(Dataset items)
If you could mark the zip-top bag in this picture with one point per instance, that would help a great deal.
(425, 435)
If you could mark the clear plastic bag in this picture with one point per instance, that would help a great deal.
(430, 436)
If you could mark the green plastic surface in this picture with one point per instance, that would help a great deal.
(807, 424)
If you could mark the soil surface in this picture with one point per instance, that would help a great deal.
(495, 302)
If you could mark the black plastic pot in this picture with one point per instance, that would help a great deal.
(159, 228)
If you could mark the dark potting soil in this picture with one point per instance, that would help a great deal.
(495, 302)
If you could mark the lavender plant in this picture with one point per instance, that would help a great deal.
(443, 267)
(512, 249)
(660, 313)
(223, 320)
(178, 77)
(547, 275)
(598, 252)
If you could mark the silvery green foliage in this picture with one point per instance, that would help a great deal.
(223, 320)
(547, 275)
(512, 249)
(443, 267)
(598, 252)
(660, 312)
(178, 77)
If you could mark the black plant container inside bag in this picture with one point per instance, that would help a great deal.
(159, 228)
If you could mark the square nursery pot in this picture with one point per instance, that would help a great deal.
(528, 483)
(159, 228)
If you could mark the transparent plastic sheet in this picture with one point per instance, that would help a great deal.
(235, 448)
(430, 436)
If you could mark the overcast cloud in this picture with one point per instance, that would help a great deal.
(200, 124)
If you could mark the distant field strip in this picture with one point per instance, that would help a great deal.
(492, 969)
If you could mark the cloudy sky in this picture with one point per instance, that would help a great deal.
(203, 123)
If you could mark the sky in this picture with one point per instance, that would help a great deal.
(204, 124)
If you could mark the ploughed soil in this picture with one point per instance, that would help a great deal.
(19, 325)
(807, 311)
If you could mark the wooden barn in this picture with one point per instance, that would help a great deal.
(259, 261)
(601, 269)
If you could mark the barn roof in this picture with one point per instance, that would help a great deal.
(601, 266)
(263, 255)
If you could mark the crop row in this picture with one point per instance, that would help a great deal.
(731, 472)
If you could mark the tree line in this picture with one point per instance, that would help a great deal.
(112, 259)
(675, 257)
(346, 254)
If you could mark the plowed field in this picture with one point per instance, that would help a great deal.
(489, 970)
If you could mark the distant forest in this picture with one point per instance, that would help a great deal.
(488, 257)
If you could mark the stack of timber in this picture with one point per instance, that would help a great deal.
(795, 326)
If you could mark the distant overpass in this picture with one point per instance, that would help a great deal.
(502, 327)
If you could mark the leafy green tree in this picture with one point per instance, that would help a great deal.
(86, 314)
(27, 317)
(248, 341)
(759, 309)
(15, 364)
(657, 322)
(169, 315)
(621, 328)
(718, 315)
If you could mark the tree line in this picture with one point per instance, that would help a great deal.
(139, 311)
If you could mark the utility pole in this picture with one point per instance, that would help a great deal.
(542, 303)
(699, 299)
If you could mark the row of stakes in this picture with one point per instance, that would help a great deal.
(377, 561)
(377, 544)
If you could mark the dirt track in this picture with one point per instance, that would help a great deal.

[WORK INSTRUCTIONS] Convert every line of the rows above into a Markdown table with the columns No. and Line, numbering the lines in order and omitting blank ones.

[EXERCISE RESULT]
| No. | Line |
|---|---|
| 1 | If you could mark the zip-top bag in this picture with one point per instance, that would help a great deal. |
| 2 | (425, 435) |
| 3 | If you could mark the clear plastic bag in this picture with one point per instance, that would help a great deal. |
| 4 | (430, 436) |
| 5 | If you could mark the green plastic surface in this picture with one point per instance, that would help a great deal. |
| 6 | (807, 424) |
| 7 | If you could mark the soil surface in this picture with one point per instance, that would help a great deal. |
| 8 | (495, 302) |
| 9 | If you could mark the black plastic pot in this picture with one point per instance, that would help a great deal. |
| 10 | (159, 228) |
| 11 | If you could mark the dark potting soil in this picture with one point per instance, that would help a great deal. |
| 12 | (495, 302) |
| 13 | If you could mark the lavender plant in this picture with one point per instance, that would help a great deal. |
| 14 | (443, 267) |
| 15 | (512, 249) |
| 16 | (660, 313) |
| 17 | (223, 320) |
| 18 | (178, 77) |
| 19 | (547, 275) |
| 20 | (598, 252) |
| 21 | If you could mark the silvery green foliage in this picture with one point per instance, that would help a great deal. |
| 22 | (223, 320) |
| 23 | (547, 275) |
| 24 | (512, 249) |
| 25 | (443, 267) |
| 26 | (598, 252) |
| 27 | (660, 312) |
| 28 | (178, 77) |
| 29 | If you could mark the black plant container inside bag in this picture with one point per instance, that would help a great deal. |
| 30 | (159, 228) |
| 31 | If you could mark the square nursery pot in this picture with one point per instance, that would help a great deal. |
| 32 | (528, 483) |
| 33 | (159, 228) |
| 34 | If you could mark the transparent plastic sheet in this picture with one point per instance, that would help a great deal. |
| 35 | (235, 448) |
| 36 | (430, 436) |
| 37 | If you could mark the overcast cloud in this picture with one point per instance, that would help a great deal. |
| 38 | (200, 124) |
| 39 | If you could mark the distant field strip in this picture with one point per instance, that would help a great deal. |
| 40 | (492, 969) |
| 41 | If you could mark the cloudy sky in this picture with one point per instance, that would help a great deal. |
| 42 | (203, 123) |
| 43 | If you could mark the sky in this picture with one point per instance, that would help a great deal. |
| 44 | (204, 124) |
| 45 | If you could mark the ploughed soil in this picture with one point per instance, that would help a great deal. |
| 46 | (19, 325) |
| 47 | (807, 311) |
| 48 | If you could mark the wooden barn in this picture with one point per instance, that would help a great deal. |
| 49 | (259, 261) |
| 50 | (601, 269) |
| 51 | If you could mark the barn roof in this picture with one point per instance, that would help a great deal. |
| 52 | (601, 266) |
| 53 | (263, 255) |
| 54 | If you could mark the crop row in this picture with one point per instance, that would help a great deal. |
| 55 | (731, 472) |
| 56 | If you could mark the tree line in this picture with one point per instance, that would help a great deal. |
| 57 | (112, 259) |
| 58 | (675, 257) |
| 59 | (346, 254) |
| 60 | If you could mark the plowed field in this picture with one point per instance, that would help a great deal. |
| 61 | (489, 970) |
| 62 | If you could mark the distant forest in this picture with one point per instance, that would help a great deal. |
| 63 | (488, 257) |
| 64 | If you could mark the stack of timber in this picture with one point per instance, that would help a great deal. |
| 65 | (795, 326) |
| 66 | If you could mark the distant overpass in this picture with one point per instance, that would help a great deal. |
| 67 | (502, 327) |
| 68 | If you could mark the leafy green tree in this picture with one point per instance, that would help a great deal. |
| 69 | (86, 314) |
| 70 | (27, 317) |
| 71 | (248, 341) |
| 72 | (759, 309) |
| 73 | (15, 364) |
| 74 | (657, 322) |
| 75 | (169, 315) |
| 76 | (621, 328) |
| 77 | (718, 315) |
| 78 | If you could mark the tree line in this picture with one point per instance, that would help a great deal. |
| 79 | (139, 311) |
| 80 | If you could mark the utility pole in this picture with one point per instance, that would help a great deal. |
| 81 | (542, 303) |
| 82 | (699, 299) |
| 83 | If you could mark the row of stakes in this picture with one point per instance, that would help a great deal. |
| 84 | (377, 561) |
| 85 | (377, 544) |
| 86 | If you could mark the dirt track in this picture with one point per instance, that would help a great deal. |